=== Begin Enclosure ===

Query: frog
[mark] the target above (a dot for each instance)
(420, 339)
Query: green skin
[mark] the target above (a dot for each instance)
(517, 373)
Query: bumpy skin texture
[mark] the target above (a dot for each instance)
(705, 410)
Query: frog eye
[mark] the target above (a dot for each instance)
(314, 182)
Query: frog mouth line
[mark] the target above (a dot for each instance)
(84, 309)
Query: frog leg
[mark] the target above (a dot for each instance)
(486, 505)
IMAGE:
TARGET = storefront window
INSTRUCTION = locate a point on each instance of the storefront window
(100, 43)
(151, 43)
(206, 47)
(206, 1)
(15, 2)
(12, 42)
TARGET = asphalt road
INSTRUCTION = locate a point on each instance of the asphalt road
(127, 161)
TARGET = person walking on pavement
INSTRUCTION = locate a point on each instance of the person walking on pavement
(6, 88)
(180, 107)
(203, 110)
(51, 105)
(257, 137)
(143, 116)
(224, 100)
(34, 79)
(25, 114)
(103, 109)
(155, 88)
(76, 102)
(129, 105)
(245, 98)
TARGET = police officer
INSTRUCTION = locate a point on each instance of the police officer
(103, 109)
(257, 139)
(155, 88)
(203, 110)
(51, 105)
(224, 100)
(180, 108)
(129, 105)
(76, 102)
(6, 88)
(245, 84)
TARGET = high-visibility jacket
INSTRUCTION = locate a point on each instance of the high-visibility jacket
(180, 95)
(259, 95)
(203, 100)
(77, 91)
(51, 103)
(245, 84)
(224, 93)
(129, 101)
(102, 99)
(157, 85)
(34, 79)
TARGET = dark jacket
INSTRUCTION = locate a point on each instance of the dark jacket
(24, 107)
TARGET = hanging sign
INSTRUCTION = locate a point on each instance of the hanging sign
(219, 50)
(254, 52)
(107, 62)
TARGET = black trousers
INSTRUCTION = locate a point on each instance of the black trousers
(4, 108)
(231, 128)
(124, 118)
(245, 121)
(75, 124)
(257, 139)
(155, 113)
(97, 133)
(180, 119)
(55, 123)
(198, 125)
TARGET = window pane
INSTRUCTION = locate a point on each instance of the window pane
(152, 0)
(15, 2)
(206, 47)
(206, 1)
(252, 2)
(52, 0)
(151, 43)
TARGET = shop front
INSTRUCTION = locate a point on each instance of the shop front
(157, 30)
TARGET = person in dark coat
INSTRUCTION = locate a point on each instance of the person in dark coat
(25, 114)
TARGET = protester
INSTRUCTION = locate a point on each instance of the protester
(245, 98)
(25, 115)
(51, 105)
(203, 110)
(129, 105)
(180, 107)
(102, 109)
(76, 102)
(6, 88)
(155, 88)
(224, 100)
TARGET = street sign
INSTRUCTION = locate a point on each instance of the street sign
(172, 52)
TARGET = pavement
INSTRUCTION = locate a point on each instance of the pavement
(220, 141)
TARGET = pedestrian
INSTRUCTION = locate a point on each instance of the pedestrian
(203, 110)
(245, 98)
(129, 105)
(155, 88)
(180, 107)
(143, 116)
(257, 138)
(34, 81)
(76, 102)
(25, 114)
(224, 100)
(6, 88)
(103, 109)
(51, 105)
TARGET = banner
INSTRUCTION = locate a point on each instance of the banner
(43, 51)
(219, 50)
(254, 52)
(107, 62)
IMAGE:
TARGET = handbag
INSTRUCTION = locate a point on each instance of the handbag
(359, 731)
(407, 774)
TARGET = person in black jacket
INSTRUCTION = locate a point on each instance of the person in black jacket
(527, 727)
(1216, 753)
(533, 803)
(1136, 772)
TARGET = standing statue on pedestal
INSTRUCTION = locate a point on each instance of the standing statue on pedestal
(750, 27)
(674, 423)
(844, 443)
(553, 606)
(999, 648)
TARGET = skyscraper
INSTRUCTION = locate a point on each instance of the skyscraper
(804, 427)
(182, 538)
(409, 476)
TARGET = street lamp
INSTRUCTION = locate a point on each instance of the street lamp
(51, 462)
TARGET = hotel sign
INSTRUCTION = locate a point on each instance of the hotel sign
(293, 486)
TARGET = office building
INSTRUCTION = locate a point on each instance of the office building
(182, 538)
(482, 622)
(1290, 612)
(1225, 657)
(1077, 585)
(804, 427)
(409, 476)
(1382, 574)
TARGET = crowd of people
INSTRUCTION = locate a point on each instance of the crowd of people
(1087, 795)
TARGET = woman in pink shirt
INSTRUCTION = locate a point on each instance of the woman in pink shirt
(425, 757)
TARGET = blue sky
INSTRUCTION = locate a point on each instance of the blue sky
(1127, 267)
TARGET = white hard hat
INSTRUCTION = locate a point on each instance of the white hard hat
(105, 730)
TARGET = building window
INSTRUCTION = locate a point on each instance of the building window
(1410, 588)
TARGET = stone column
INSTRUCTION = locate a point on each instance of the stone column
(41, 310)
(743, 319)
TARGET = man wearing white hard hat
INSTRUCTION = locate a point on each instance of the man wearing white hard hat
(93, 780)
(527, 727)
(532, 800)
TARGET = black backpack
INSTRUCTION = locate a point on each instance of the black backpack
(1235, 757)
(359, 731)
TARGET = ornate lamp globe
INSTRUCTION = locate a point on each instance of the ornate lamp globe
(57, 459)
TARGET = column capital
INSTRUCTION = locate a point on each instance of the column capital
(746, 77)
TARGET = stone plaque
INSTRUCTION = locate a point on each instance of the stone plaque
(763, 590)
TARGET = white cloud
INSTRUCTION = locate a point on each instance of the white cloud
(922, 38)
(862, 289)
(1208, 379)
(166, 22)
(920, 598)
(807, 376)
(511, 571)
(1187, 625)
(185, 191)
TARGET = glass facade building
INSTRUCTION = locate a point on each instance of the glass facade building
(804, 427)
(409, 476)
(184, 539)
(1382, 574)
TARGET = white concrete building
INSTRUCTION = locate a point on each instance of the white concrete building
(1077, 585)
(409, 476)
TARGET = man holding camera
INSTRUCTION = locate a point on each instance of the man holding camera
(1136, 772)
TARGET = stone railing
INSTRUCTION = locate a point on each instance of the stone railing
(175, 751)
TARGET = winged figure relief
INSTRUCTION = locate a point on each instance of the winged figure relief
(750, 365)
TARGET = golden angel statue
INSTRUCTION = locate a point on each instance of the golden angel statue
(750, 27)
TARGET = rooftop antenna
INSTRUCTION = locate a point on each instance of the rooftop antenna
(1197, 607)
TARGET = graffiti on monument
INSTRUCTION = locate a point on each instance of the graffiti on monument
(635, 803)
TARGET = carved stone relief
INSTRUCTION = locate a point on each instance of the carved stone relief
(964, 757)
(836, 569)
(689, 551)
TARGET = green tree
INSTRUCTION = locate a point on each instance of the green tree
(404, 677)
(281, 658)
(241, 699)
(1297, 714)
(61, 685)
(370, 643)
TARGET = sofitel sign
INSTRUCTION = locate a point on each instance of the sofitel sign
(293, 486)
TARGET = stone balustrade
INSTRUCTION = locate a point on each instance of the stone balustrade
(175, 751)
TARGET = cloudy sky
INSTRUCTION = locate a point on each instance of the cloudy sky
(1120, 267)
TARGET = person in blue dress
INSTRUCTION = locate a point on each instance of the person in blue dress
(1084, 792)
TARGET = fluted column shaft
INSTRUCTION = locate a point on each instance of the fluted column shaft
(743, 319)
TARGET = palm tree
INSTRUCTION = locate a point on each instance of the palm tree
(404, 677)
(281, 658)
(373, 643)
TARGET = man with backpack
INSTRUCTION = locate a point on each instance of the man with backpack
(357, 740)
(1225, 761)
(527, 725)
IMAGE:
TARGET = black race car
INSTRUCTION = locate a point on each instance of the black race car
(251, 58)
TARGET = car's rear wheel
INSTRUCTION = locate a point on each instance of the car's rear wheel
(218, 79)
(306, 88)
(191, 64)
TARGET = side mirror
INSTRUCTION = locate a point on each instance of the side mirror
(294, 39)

=== End Enclosure ===

- _Your task_
In the records, which lines mention the word "skin"? Copy those lines.

- _Solution to the problem_
Query: green skin
Query: bumpy skin texture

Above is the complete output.